§ Exercise brief:
Could you transcribe every record below exactly, leaving out any pictures?

§ Data for review:
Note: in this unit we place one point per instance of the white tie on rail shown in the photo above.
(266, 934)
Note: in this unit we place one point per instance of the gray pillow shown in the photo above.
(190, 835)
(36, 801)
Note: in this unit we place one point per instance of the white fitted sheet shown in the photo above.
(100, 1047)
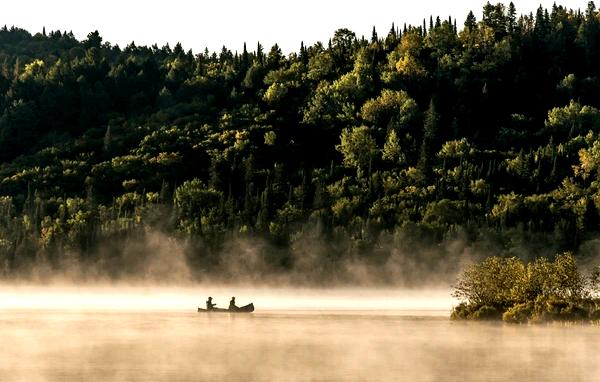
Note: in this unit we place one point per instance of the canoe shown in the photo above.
(242, 309)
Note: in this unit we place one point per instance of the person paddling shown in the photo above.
(209, 304)
(232, 305)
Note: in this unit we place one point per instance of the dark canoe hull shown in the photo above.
(242, 309)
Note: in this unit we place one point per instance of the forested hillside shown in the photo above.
(355, 150)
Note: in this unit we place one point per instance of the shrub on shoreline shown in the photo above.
(540, 291)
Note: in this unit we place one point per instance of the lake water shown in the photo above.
(94, 335)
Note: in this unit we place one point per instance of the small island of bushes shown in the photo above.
(542, 290)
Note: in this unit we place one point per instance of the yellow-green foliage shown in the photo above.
(541, 290)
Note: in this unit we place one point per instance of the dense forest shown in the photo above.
(401, 150)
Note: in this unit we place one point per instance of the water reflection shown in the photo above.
(284, 345)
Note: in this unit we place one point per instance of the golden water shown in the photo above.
(154, 334)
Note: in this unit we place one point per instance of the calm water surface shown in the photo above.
(168, 344)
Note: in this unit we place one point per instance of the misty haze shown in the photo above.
(418, 203)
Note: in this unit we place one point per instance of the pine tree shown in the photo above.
(511, 18)
(470, 22)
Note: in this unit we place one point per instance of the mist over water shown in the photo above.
(133, 333)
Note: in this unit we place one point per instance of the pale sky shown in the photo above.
(199, 24)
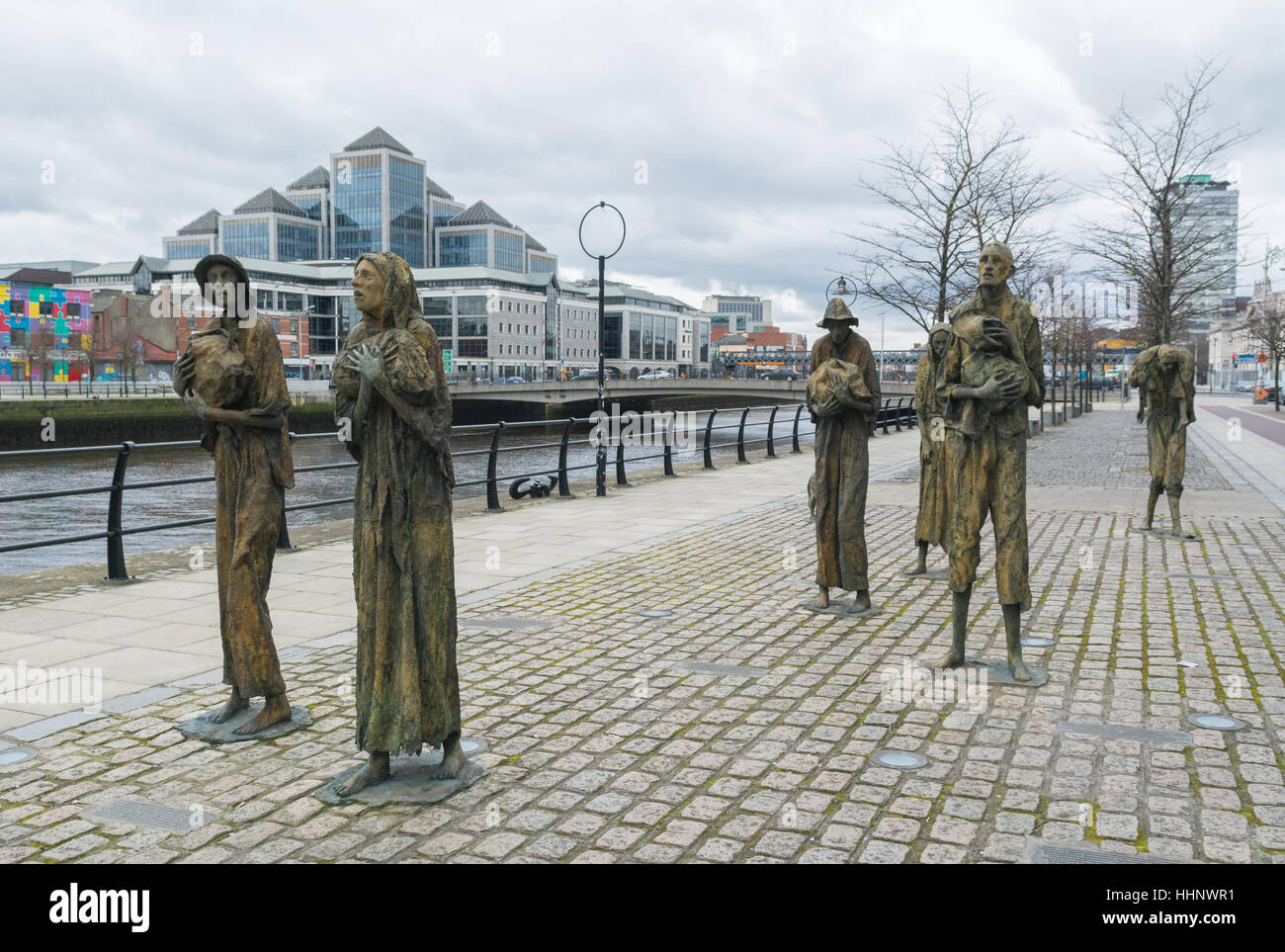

§ Answer for the task:
Note: in this unit we place one point per instance of the white tie on rail shown in the photo above.
(266, 934)
Note: in this unit we place one point per instance of the gray pillow shown in the photo above.
(190, 835)
(36, 801)
Note: in this unit we place one point per instance of the white fitted sheet shown in the photo above.
(100, 1047)
Note: in this unit we place one point per instance of the canoe shown in the photo above.
(242, 309)
Note: in this unit we place one point per instance of the person paddling shown in the photo above.
(209, 304)
(232, 305)
Note: in this unit we place one point per instance of the dark canoe hull shown in the photo above.
(242, 309)
Note: in this unit we place one point per instance of the forested hillside shown in the photo above.
(355, 150)
Note: in this unit we place one point per instance of the shrub on shoreline shown in the photo above.
(540, 291)
Note: in this unit we place one point per instance of the lake water shown in the photo above.
(94, 335)
Note: in this unit we place one point per instance of the small island of bushes shown in the photo above.
(542, 290)
Note: in this unit we place one point per instance of the yellow-green foliage shown in the photo above.
(541, 290)
Note: in this unit we place one point per instance of the dense forest shown in the photo above.
(401, 150)
Note: in this unit we place one point per instance of the water reflection shown in the photo above.
(284, 345)
Note: in this unit we place one point per instance of the golden water shown in the photo above.
(154, 334)
Note: in this unit we place one point per instance of the calm water surface shown in the photo above.
(168, 344)
Note: in this unit we place one point per instance of the misty haze shown in the photo above.
(418, 203)
Note: in this unit we place one point per instance of the pine tree shown in the photo above.
(511, 18)
(470, 22)
Note: in this unit we place one point per instance of the mist over water shown in the photo above.
(133, 333)
Note: in this unit we place one point per instance of the pale sky shown in the photo above.
(199, 24)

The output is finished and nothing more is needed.